[Extracted entries Boundary: Start]
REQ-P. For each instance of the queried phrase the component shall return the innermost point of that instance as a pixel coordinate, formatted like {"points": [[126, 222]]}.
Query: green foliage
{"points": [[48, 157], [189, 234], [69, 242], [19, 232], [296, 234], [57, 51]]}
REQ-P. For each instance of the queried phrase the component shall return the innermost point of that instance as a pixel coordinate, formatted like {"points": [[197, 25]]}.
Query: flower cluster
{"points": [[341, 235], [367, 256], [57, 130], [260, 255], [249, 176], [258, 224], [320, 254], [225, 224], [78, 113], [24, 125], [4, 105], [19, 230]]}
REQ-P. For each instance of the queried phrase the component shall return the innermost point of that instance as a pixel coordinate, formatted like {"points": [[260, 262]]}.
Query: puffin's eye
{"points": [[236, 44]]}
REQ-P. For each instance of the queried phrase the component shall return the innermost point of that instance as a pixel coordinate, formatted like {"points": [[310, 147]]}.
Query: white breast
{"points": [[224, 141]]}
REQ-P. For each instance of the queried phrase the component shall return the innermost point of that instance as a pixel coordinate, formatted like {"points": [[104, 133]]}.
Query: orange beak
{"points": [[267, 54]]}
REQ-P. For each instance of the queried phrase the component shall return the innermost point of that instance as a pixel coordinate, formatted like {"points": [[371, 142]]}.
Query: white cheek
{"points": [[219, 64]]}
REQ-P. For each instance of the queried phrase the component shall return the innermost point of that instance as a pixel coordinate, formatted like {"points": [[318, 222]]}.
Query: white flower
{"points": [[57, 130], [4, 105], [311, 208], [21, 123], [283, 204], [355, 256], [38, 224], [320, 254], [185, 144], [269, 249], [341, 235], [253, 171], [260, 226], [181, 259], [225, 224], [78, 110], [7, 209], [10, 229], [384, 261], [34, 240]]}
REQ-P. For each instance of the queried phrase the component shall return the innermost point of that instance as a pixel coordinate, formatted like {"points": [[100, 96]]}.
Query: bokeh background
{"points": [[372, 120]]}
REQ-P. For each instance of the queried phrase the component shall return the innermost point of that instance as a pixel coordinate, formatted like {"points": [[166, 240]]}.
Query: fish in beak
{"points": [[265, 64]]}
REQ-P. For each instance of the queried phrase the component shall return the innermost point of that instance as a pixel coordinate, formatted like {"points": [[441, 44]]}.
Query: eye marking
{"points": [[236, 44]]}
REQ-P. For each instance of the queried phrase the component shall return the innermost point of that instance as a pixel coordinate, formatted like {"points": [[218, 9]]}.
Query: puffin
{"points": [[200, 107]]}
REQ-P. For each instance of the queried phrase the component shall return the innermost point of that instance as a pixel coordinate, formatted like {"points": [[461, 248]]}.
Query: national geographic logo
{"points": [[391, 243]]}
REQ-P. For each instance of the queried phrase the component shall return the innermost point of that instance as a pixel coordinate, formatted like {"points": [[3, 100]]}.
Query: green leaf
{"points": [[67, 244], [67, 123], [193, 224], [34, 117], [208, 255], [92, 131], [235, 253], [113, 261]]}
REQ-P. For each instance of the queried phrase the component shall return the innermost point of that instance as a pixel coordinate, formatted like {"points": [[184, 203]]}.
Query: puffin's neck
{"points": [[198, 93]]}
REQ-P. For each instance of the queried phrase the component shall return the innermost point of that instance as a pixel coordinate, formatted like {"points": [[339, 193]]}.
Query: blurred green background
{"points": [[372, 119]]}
[Extracted entries Boundary: End]
Task to complete
Set down each entry again, exactly as written.

The completed task
REQ-P. For each instance of the queried phrase the component shall return the innermost point of that instance as a pixel coordinate, formatted like {"points": [[126, 222]]}.
Query: green foliage
{"points": [[48, 157], [189, 234], [69, 242], [19, 232], [296, 234], [57, 51]]}
REQ-P. For each instance of the queried phrase the component shall return the innermost point of that instance as a pixel coordinate, formatted like {"points": [[197, 25]]}.
Query: flower cluster
{"points": [[341, 235], [367, 256], [57, 130], [260, 255], [249, 176], [258, 224], [320, 254], [225, 224], [78, 113], [24, 125], [4, 105], [19, 230]]}
REQ-P. For each instance of the queried phrase the component shall return the innermost point of that instance as a pixel coordinate, formatted like {"points": [[260, 262]]}.
Query: puffin's eye
{"points": [[236, 44]]}
REQ-P. For each instance of the queried phrase the component shall return the innermost point of that instance as a pixel coordinate, formatted like {"points": [[310, 147]]}.
Query: white breast
{"points": [[224, 141]]}
REQ-P. For each instance of the queried phrase the component shall return the innermost point of that instance as a pixel coordinate, formatted like {"points": [[104, 133]]}.
Query: orange beak
{"points": [[267, 54]]}
REQ-P. For each instance of the queried phrase the component shall return the innermost point of that instance as a pixel coordinate, formatted like {"points": [[371, 142]]}.
Query: white cheek
{"points": [[219, 64]]}
REQ-P. For each instance of the queried phrase the component shall return the innermost point of that instance as a pixel coordinate, formatted like {"points": [[318, 222]]}.
Query: white flower
{"points": [[57, 130], [4, 105], [311, 208], [21, 123], [283, 204], [355, 256], [38, 224], [320, 254], [185, 144], [269, 249], [341, 235], [253, 171], [260, 226], [181, 259], [225, 224], [78, 110], [7, 209], [10, 229], [384, 261], [34, 240]]}
REQ-P. For each instance of the queried phrase the component shall return the innermost point of that instance as a pixel coordinate, formatted like {"points": [[100, 96]]}.
Query: bokeh background
{"points": [[372, 120]]}
REQ-P. For each instance of the queried phrase the component shall return the innermost point of that instance as a pixel coordinate, formatted like {"points": [[166, 240]]}.
Query: fish in beak
{"points": [[265, 64]]}
REQ-P. For each instance of the queried phrase the component shall return the innermost point of that instance as a pixel coordinate, formatted like {"points": [[441, 44]]}.
Query: eye marking
{"points": [[236, 44]]}
REQ-P. For each instance of the queried phrase the component shall return the innermost point of that instance as a pixel coordinate, formatted like {"points": [[218, 9]]}.
Query: puffin
{"points": [[200, 107]]}
REQ-P. For each instance of the queried phrase the component shall return the innermost point of that instance as a pixel coordinate, formatted like {"points": [[461, 248]]}.
Query: national geographic logo
{"points": [[391, 243]]}
REQ-P. For each instance of the queried phrase the component shall return the innermost point of that instance as a pixel coordinate, formatted like {"points": [[3, 100]]}.
Query: green leaf
{"points": [[67, 244], [67, 123], [193, 224], [34, 117], [208, 255], [92, 131], [235, 253], [113, 261]]}
REQ-P. For each instance of the queried phrase the component shall return the innermost point of that instance as a pixel coordinate, formatted like {"points": [[184, 203]]}.
Query: puffin's neck
{"points": [[198, 93]]}
REQ-P. For each instance of the queried phrase the component shall return the innermost point of that instance as a pixel coordinate, formatted like {"points": [[339, 193]]}.
Query: blurred green background
{"points": [[372, 119]]}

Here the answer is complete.